JOB ITEM: Could you output the complete listing given below exactly?

• • •

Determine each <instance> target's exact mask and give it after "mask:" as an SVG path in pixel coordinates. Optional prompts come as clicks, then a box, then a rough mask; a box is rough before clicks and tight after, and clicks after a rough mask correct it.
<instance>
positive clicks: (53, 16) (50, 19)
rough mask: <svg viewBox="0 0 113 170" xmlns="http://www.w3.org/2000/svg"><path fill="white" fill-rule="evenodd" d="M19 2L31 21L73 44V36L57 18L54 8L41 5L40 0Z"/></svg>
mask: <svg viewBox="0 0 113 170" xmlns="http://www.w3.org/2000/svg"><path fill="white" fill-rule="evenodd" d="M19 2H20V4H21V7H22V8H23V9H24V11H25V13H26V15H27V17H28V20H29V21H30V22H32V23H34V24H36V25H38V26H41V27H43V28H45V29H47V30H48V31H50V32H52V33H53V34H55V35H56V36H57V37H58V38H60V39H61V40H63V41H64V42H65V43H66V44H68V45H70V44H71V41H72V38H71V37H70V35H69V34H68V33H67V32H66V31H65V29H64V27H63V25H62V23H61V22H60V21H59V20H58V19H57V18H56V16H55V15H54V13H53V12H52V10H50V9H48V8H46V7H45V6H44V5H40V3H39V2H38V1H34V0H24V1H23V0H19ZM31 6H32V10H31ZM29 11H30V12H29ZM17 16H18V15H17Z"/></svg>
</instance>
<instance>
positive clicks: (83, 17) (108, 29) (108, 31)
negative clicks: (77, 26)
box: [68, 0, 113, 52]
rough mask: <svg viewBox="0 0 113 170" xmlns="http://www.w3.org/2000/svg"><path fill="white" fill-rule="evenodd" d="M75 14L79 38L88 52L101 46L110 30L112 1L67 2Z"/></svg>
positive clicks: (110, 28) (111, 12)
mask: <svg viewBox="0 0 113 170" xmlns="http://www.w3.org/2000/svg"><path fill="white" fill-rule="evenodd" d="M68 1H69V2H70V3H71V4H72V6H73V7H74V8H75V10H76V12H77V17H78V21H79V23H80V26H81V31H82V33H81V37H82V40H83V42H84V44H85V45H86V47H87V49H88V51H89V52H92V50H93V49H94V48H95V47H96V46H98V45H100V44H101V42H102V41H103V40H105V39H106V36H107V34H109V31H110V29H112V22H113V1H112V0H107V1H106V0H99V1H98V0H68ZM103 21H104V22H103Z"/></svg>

• • •

TASK RESULT:
Determine each <instance> target's exact mask and give it after "mask:" as an SVG path in pixel coordinates. Optional prompts come as clicks, then a box, then a rough mask; a box is rough before clicks and tight after, and clicks after a rough mask correct it.
<instance>
positive clicks: (53, 16) (50, 19)
rough mask: <svg viewBox="0 0 113 170" xmlns="http://www.w3.org/2000/svg"><path fill="white" fill-rule="evenodd" d="M19 2L31 21L73 44V36L57 18L54 8L41 5L40 0Z"/></svg>
mask: <svg viewBox="0 0 113 170" xmlns="http://www.w3.org/2000/svg"><path fill="white" fill-rule="evenodd" d="M19 2H20V4H21V7H22V8H23V9H24V11H25V13H26V15H27V17H28V20H29V21H30V22H32V23H34V24H36V25H38V26H41V27H43V28H45V29H47V30H48V31H50V32H52V33H53V34H55V35H56V36H57V37H58V38H60V39H61V40H63V41H64V42H65V43H66V44H68V45H70V44H71V41H72V38H71V37H70V35H69V34H68V33H67V32H66V31H65V29H64V27H63V25H62V23H61V22H60V21H59V20H58V19H57V18H56V16H55V15H54V13H53V12H52V10H50V9H48V8H46V7H45V6H44V5H40V3H39V2H38V1H34V0H24V1H23V0H19ZM31 6H32V10H31ZM29 11H30V12H29ZM17 16H18V15H17Z"/></svg>
</instance>
<instance>
positive clicks: (83, 17) (108, 29) (108, 31)
negative clicks: (77, 26)
box: [68, 0, 113, 52]
rough mask: <svg viewBox="0 0 113 170" xmlns="http://www.w3.org/2000/svg"><path fill="white" fill-rule="evenodd" d="M75 14L79 38L88 52L101 46L110 30L112 1L67 2Z"/></svg>
positive clicks: (110, 28) (111, 12)
mask: <svg viewBox="0 0 113 170" xmlns="http://www.w3.org/2000/svg"><path fill="white" fill-rule="evenodd" d="M68 1H69V2H70V3H71V4H72V6H73V7H74V8H75V10H76V12H77V17H78V21H79V23H80V26H81V31H82V33H81V37H82V40H83V42H84V44H85V45H86V47H87V49H88V51H89V52H92V50H93V49H94V48H95V47H96V46H98V45H100V44H101V42H102V41H103V40H105V39H106V36H107V34H109V31H110V29H112V22H113V1H112V0H107V1H106V0H99V1H98V0H68ZM103 21H104V22H103Z"/></svg>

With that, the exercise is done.